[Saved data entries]

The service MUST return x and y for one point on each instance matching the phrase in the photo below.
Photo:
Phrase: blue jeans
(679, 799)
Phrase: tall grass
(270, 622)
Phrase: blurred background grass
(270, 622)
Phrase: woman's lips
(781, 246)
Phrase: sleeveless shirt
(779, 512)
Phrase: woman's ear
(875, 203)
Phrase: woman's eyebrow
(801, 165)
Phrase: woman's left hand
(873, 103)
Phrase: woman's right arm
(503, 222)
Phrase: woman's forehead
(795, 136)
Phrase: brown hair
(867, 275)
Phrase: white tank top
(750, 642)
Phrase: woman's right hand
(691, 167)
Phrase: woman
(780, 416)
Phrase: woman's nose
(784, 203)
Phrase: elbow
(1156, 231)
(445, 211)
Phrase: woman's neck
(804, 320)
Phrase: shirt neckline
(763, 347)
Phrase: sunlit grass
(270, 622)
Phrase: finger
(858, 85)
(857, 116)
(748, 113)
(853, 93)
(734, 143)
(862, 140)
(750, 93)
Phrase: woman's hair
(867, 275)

---

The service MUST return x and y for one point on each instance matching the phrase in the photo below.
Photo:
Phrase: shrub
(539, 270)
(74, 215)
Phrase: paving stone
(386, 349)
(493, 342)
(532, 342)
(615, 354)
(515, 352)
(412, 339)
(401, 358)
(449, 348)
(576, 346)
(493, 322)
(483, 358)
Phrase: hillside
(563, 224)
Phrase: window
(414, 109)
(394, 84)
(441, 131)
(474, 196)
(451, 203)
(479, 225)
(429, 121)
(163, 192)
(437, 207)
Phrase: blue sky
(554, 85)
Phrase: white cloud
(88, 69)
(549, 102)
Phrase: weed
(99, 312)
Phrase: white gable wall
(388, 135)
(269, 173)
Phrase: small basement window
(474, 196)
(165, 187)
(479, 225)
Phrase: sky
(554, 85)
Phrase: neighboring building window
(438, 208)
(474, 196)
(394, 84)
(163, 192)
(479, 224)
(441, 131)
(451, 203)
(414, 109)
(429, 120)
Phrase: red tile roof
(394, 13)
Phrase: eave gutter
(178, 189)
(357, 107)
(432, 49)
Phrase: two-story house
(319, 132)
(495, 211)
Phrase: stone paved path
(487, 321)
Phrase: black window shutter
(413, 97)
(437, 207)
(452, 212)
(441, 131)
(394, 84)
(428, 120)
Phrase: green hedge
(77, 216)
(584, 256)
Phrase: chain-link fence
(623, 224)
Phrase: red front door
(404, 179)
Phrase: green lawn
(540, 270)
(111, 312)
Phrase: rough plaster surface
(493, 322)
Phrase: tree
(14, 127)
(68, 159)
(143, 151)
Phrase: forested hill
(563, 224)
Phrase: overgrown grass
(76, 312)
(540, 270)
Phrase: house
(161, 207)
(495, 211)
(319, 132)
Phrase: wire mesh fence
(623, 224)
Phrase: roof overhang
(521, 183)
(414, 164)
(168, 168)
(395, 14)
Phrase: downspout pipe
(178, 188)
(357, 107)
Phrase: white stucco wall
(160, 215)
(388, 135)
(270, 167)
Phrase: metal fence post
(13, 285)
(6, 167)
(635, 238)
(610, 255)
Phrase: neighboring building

§ WHAT NEEDS TO BE DONE:
Pull out every line in the saved data entries above that contains the word "hair", and copy each one in full.

§ SOLUTION BELOW:
Phrase: brown hair
Phrase: woman's hair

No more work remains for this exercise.